**Part of a data file:**

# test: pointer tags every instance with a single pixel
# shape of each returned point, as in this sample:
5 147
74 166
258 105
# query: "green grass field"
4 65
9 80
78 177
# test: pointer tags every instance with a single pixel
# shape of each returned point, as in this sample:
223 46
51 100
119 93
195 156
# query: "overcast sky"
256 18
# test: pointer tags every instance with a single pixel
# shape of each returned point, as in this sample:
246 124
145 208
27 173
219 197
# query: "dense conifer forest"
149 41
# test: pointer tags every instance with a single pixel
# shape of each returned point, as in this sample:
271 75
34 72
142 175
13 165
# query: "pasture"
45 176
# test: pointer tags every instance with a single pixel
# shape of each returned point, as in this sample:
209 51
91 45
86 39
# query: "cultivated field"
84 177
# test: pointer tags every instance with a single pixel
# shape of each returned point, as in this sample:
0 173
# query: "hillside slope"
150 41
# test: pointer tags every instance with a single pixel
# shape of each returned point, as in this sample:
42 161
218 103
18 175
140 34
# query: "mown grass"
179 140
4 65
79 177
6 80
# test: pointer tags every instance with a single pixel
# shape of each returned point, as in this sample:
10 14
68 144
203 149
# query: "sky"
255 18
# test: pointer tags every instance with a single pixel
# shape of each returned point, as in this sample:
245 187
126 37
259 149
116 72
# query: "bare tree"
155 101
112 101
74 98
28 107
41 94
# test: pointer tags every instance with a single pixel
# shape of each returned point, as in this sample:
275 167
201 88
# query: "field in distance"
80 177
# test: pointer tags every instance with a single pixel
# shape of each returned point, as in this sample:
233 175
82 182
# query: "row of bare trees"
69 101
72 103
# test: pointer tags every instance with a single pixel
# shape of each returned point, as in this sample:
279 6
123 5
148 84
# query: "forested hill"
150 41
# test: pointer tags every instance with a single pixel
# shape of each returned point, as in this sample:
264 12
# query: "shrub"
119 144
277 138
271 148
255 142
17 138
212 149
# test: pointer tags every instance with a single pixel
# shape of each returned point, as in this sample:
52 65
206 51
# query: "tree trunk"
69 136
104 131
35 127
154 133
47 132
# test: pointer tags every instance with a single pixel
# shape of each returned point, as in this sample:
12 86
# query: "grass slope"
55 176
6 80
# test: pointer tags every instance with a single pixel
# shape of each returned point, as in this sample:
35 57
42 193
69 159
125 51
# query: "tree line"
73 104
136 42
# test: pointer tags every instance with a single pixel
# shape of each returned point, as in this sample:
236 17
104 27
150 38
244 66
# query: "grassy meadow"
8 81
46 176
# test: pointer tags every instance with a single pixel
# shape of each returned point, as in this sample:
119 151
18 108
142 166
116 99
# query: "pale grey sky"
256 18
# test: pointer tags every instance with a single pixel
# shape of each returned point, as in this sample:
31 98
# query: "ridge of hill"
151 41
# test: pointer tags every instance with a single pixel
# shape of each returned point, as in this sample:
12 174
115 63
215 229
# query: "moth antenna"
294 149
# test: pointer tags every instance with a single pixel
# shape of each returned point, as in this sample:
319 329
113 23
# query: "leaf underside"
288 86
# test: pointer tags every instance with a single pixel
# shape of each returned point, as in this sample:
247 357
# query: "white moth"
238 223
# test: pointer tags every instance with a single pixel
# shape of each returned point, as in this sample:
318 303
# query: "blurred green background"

**WORK TO BE COMPLETED:**
All records above must be set down exactly, please.

**RESULT OF THIS TASK:**
# test: pointer tags every instance with a single pixel
# shape of each returned point, as in this sample:
5 147
74 166
258 105
# query: "green grass field"
4 65
9 80
78 177
# test: pointer tags every instance with a single pixel
# shape of each returned point, as in this sample:
223 46
51 100
119 93
195 156
# query: "overcast sky"
256 18
# test: pointer tags every instance with a single pixel
# shape of each returned point, as in this sample:
246 124
145 208
27 173
219 197
# query: "dense conifer forest"
149 41
# test: pointer tags every instance with a single pixel
# shape of each returned point, as in this sample:
271 75
34 72
142 175
13 165
# query: "pasture"
45 176
# test: pointer tags every instance with a single pixel
# shape of each returned point, as in this sample:
209 51
91 45
86 39
# query: "cultivated field"
84 177
# test: pointer tags every instance with a single pixel
# shape of each returned point, as in this sample:
0 173
# query: "hillside slope"
150 41
# test: pointer tags every instance with a single pixel
# shape of each returned point, as in this sample:
42 161
218 103
18 175
140 34
# query: "mown grass"
179 140
4 65
79 177
6 80
# test: pointer tags every instance with a single pixel
# shape of each returned point, as in this sample:
10 14
68 144
203 149
# query: "sky"
255 18
# test: pointer tags every instance with a single pixel
# shape of each returned point, as in this sample:
245 187
126 37
259 149
116 72
# query: "bare tree"
155 101
112 101
74 98
28 107
41 94
# test: pointer tags every instance with a single pixel
# shape of each returned point, as in this sample:
275 167
201 88
# query: "field in distance"
80 177
# test: pointer tags every instance with a single pixel
# shape of each returned point, as in this sample:
233 175
82 182
# query: "row of bare trees"
69 101
72 103
# test: pointer tags every instance with a single pixel
# shape of each returned point, as in this sample:
279 6
123 5
148 84
# query: "forested hill"
150 41
# test: pointer tags every instance with a single pixel
# shape of each returned point, as in this sample:
264 12
# query: "shrub"
119 144
277 138
271 148
255 142
17 138
212 149
# test: pointer tags every instance with a single pixel
# shape of each returned point, as in this sample:
52 65
206 51
# query: "tree trunk"
69 136
104 131
35 127
154 133
47 132
# test: pointer tags every instance with a single pixel
# shape of each returned point, as in this sample:
12 86
# query: "grass slope"
55 176
6 80
# test: pointer tags every instance with a single pixel
# shape of each returned point, as in this sample:
35 57
42 193
69 159
125 51
# query: "tree line"
73 104
136 42
# test: pointer tags every instance with a single pixel
# shape of each returned point, as in this sample:
236 17
104 27
150 38
244 66
# query: "grassy meadow"
8 81
46 176
# test: pointer tags every instance with a single pixel
# shape of each returned point, as in this sample:
119 151
18 108
142 166
116 99
# query: "pale grey sky"
256 18
# test: pointer tags every instance with a single pixel
# shape of each returned point, as in this sample:
31 98
# query: "ridge of hill"
151 41
# test: pointer tags every instance with a single pixel
# shape of each returned point, as in this sample:
12 174
115 63
215 229
# query: "moth antenna"
294 149
# test: pointer tags every instance with a single pixel
# shape of each returned point, as in this sample:
319 329
113 23
# query: "leaf underside"
288 86
# test: pointer tags every instance with a single pixel
# shape of each returned point, as in this sample:
247 357
# query: "white moth"
238 223
# test: pointer tags every instance with a single pixel
# shape of each returned point, as in this sample:
318 303
# query: "blurred green background"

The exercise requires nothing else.